TASK PROMPT:
For each statement, state whether the forum thread on software testing agrees with it, answering yes or no and quoting the thread's deciding words. 1. The first post holds that a life-critical system calls for testing every single thing. 2. morganherlocker finds integration tests kludgy when working with application code. 3. coldtea reports that the quoted poster was banned after 6 posts.

If you're building something that has to be safe, say .. a life-critical
system - you better be damn sure you are testing absolutely every single
thing. Everything.

If all you're doing is setting up another hipstersite on the interwebs and
hope to have a few million groupies soon, well .. maybe you can avoid the
tests, and just wait for the support mails. That's also a valid way to get
things done - if it works for you.

------
coldtea
> _DHH does not need to be held up like a treasure or someone to emulate
> unless you want to be a handsome with a big attitude and a nice car and
> loads of money._

BS ad-hominen's like these probably exlain why his comments were hidden and he
was banned after 6 posts.

And that's the peak -- the rest goes downhill:

> _Personally, I want to write craftsman quality code. I want to explore using
> academic practices like functional programming to make my code cleaner
> still._

I mean, seriously? It's 2014, nothing academic about functional programming
practices. This kind of talk doesn't grow confidence in the poster's vast
knowledge of the field, and deep experience.

------
morganherlocker
In my experience, TDD and unit testing is awkward and uncomfortable when
working with application code, since you often find yourself simply testing
dependency wrappers, which has limited value. On the other side, integration
tests are kludgy and uncomfortable when working with library code. "Round peg,
square hole" and all that. I often see two sides arguing for a universal
testing strategy, when the use cases are very different.

ENTRIES PROVIDED:

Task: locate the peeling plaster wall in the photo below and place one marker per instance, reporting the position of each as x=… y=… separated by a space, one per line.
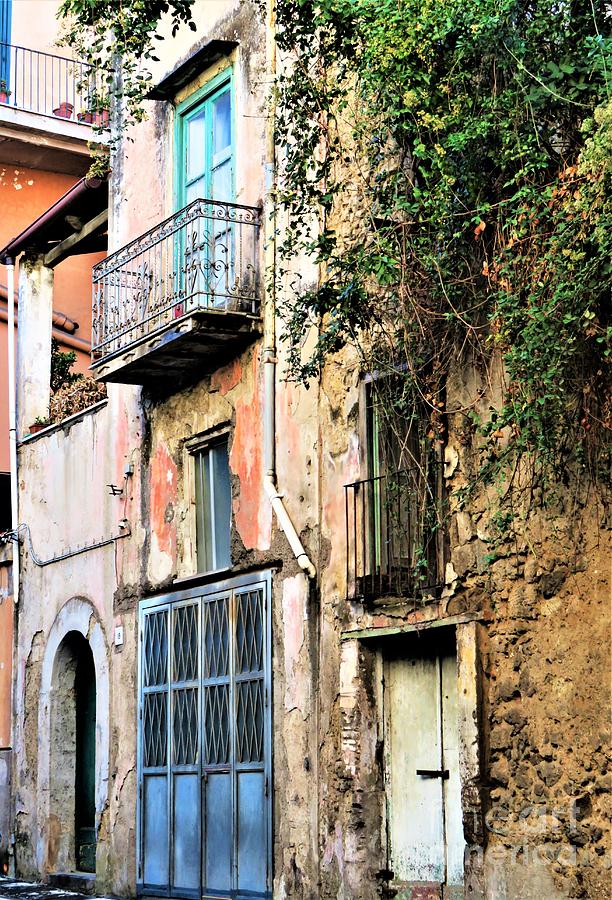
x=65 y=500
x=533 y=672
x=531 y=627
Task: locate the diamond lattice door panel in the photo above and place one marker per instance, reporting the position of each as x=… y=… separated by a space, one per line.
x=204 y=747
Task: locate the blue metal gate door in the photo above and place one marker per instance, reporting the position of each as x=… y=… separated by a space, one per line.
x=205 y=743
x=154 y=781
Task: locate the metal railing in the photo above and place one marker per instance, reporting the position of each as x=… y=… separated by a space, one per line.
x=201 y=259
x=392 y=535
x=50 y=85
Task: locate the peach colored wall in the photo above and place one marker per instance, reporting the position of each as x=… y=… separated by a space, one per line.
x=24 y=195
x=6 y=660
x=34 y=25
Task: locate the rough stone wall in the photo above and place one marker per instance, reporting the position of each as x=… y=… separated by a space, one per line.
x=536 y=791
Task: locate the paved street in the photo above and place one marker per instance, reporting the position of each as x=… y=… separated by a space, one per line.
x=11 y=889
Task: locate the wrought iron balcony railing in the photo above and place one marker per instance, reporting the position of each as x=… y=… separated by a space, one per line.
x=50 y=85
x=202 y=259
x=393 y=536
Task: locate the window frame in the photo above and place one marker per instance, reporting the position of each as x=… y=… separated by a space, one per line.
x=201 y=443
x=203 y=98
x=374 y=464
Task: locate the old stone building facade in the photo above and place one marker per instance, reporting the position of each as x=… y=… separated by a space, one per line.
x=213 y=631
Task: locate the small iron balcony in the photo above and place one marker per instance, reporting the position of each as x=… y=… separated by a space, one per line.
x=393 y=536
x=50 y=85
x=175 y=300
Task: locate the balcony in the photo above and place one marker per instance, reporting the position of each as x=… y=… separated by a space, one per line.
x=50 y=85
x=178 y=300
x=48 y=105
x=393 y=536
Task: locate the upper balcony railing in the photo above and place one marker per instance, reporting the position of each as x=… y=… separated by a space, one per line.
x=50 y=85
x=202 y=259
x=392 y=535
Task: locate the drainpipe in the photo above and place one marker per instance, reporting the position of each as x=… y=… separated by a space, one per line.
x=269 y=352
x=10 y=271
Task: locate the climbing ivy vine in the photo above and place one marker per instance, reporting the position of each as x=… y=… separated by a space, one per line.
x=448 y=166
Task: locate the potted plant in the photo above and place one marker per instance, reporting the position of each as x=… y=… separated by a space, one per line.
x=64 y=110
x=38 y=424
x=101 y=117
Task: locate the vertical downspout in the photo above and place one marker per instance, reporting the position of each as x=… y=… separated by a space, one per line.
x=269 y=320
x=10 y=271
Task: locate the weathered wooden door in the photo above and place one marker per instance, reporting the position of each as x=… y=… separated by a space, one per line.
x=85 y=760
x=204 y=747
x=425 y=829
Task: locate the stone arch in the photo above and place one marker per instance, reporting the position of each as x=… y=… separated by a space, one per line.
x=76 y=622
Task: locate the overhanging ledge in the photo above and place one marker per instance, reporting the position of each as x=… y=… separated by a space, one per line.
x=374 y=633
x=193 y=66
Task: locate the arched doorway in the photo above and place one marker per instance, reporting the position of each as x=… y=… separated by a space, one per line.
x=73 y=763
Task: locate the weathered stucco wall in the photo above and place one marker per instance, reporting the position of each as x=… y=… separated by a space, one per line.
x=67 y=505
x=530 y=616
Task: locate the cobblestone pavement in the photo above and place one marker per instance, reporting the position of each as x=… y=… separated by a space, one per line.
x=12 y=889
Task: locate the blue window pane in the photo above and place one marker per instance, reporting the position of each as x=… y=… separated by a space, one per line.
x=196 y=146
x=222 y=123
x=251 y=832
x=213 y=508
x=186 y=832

CORRECT ANSWER:
1. Yes: "you better be damn sure you are testing absolutely every single thing."
2. No: "integration tests are kludgy and uncomfortable when working with library code."
3. Yes: "he was banned after 6 posts."